-- Given task --
Can you output the material exactly as written, minus any pictures it holds?

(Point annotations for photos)
※ ※ ※

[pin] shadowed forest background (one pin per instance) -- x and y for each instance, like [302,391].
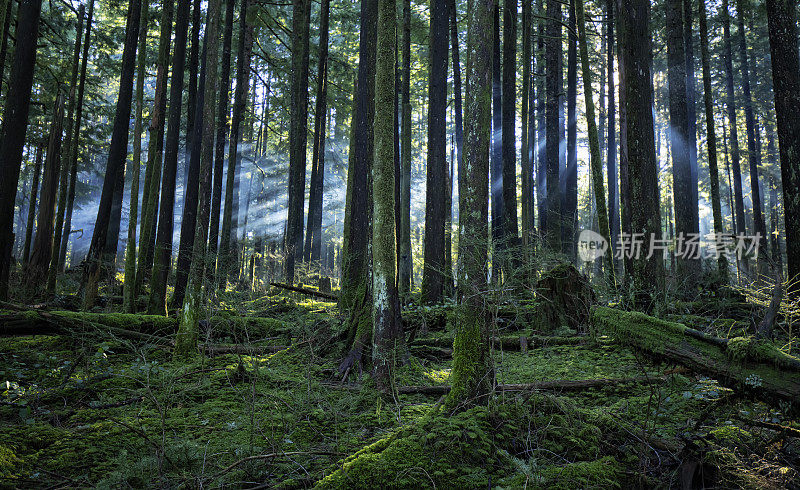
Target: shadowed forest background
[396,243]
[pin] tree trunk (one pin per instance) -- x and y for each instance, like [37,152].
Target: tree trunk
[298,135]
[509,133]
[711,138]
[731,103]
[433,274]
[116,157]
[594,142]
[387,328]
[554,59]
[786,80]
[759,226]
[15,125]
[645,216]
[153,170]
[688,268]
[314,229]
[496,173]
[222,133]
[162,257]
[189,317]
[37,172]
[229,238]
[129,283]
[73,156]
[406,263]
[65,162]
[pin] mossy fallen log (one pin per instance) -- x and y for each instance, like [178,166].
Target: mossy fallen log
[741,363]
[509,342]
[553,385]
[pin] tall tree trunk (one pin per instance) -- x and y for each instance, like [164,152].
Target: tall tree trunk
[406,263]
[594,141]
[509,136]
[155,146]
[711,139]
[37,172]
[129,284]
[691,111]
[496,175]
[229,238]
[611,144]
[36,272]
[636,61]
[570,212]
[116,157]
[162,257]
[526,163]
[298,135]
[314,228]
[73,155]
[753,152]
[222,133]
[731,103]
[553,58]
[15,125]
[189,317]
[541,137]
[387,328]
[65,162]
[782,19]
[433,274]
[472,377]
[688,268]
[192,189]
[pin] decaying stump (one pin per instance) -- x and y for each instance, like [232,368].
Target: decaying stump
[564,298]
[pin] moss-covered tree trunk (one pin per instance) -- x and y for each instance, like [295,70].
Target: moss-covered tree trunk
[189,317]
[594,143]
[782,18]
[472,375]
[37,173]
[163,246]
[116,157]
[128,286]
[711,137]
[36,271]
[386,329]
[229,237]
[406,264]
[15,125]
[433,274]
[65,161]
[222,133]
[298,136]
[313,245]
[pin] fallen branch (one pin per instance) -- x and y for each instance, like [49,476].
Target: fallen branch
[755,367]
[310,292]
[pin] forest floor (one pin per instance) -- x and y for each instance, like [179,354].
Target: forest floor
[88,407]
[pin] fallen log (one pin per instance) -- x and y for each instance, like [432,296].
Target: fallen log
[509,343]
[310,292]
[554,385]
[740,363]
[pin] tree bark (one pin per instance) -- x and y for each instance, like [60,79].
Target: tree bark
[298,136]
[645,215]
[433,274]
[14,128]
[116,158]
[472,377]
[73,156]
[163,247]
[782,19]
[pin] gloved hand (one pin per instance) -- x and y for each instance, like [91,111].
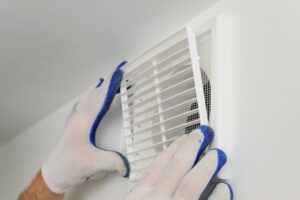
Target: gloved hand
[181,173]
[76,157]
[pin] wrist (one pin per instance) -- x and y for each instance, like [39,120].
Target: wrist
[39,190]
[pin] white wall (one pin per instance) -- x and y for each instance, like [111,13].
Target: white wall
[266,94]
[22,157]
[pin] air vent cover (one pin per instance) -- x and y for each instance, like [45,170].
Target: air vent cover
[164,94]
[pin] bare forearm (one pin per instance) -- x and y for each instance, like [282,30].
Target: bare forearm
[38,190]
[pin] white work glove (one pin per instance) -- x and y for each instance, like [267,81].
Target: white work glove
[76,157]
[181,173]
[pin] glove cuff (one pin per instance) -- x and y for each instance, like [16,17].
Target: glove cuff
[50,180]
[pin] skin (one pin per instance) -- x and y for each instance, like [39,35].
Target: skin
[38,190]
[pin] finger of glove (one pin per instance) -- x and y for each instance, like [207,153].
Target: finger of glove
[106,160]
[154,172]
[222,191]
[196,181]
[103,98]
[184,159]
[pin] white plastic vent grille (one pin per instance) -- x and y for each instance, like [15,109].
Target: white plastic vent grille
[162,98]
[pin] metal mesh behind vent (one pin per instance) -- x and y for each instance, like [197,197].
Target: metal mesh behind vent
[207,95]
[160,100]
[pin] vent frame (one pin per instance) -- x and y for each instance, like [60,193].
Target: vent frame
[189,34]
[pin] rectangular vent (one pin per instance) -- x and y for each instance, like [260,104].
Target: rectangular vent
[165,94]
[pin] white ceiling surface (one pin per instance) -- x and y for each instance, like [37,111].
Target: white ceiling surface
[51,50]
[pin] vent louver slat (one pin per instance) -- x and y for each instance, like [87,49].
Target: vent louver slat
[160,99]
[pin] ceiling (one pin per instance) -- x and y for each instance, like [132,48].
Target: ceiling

※ ※ ※

-- Exercise result --
[pin] shadowed forest background (one pin per instance) -- x and y for each instance, like [302,391].
Target: shadowed forest background
[396,243]
[pin] tree trunk (one pin per instance) -- x and y for each instance, like [37,152].
Target: tree trunk
[298,135]
[509,133]
[711,138]
[731,103]
[433,274]
[116,157]
[594,142]
[387,328]
[554,59]
[786,80]
[759,226]
[15,125]
[645,216]
[153,170]
[688,268]
[314,229]
[496,173]
[222,133]
[162,257]
[189,317]
[37,172]
[229,238]
[129,283]
[73,156]
[406,263]
[65,162]
[pin] mossy fallen log (one pin per instance) -- x and y for each instance, like [178,166].
Target: mossy fallen log
[741,363]
[509,342]
[553,385]
[pin] tall tree trunk (one pin per instance) -- x and y for each instance, like [164,152].
Target: tall tree trunk
[406,263]
[594,141]
[509,136]
[155,146]
[711,139]
[37,172]
[129,284]
[691,111]
[496,175]
[229,238]
[611,144]
[36,272]
[636,61]
[570,212]
[116,157]
[162,257]
[526,163]
[298,135]
[314,228]
[73,155]
[753,152]
[222,133]
[731,103]
[553,58]
[15,125]
[189,317]
[541,137]
[387,328]
[65,162]
[782,19]
[433,274]
[472,377]
[688,268]
[192,189]
[pin] decaying stump (one pin per instance) -- x and y for each instance, like [232,368].
Target: decaying stump
[564,298]
[pin] moss-covered tree trunk (one pin per instance) -- x and y for each instance, like [295,70].
Target: moss-covered tree trunk
[189,317]
[594,143]
[782,18]
[472,375]
[37,173]
[163,246]
[116,157]
[128,286]
[711,137]
[36,271]
[386,329]
[229,237]
[406,264]
[15,125]
[433,274]
[65,161]
[222,133]
[298,136]
[313,245]
[pin] fallen branch (one pin per instance) -- x and y for each instance, like [49,476].
Target: fallen branch
[755,367]
[310,292]
[pin] forest floor (one pin per instance) -- x and y for each instance, like [179,354].
Target: forest floor
[88,407]
[pin] fallen log (one pin per instance) -- x and y for each instance, like [432,296].
Target: fallen log
[509,343]
[310,292]
[554,385]
[740,363]
[pin] tree bark (one pin per instance) -- x and y for each instance, like [60,79].
Target: tree bark
[298,136]
[645,215]
[433,274]
[14,128]
[116,158]
[472,377]
[73,156]
[163,247]
[782,19]
[pin] gloved hand (one pin per instance) -- x and y for each instance, like [91,111].
Target: gloved hand
[181,173]
[76,157]
[pin] wrist (one pin per instance) -- x and y for each instance, like [39,120].
Target: wrist
[39,190]
[pin] white wall (one pin per instance) -- x and y for each instance, like [111,13].
Target: white wall
[266,94]
[22,157]
[pin] air vent cover (one pin per instance) -- x and y for each instance, like [45,170].
Target: air vent cover
[164,94]
[pin] bare forearm (one pin per instance) -- x and y for each instance, like [282,30].
Target: bare forearm
[38,190]
[pin] white work glove (one pin per instance) -- x and y for each instance, like [267,81].
Target: white work glove
[76,157]
[181,173]
[pin] glove cuff (one pin per instance) -- x and y for each instance, like [16,17].
Target: glove cuff
[50,180]
[pin] skin (one pin per instance) -- x and y for each instance, like [39,35].
Target: skin
[38,190]
[pin] finger of glove (one pin per instance) -- x and y for each instance, like [207,153].
Target: finger of glove
[106,160]
[154,172]
[222,191]
[196,181]
[103,98]
[184,159]
[pin] white plastic vent grille (one pin per instance) -- x and y for each instance, like [15,109].
Target: white plastic vent grille
[162,98]
[pin] metal mesh behind vent (one pin per instance) -- x and y for each instance, like [197,197].
Target: metal mesh behind vent
[207,95]
[160,100]
[pin] vent frame (one pin per instance) -- x and y for each instance, like [60,193].
Target: vent frame
[189,34]
[pin] rectangular vent (one pin per instance) -- x and y for each instance, like [260,104].
Target: rectangular vent
[165,94]
[pin] white ceiling surface (one pin per instance) -- x and y for each instance, like [37,111].
Target: white ceiling surface
[51,50]
[pin] vent louver slat (one pin per instance) -- x and y for each instance, like [87,49].
Target: vent louver slat
[160,99]
[pin] ceiling (one pin per instance) -- x and y for each instance, like [132,48].
Target: ceiling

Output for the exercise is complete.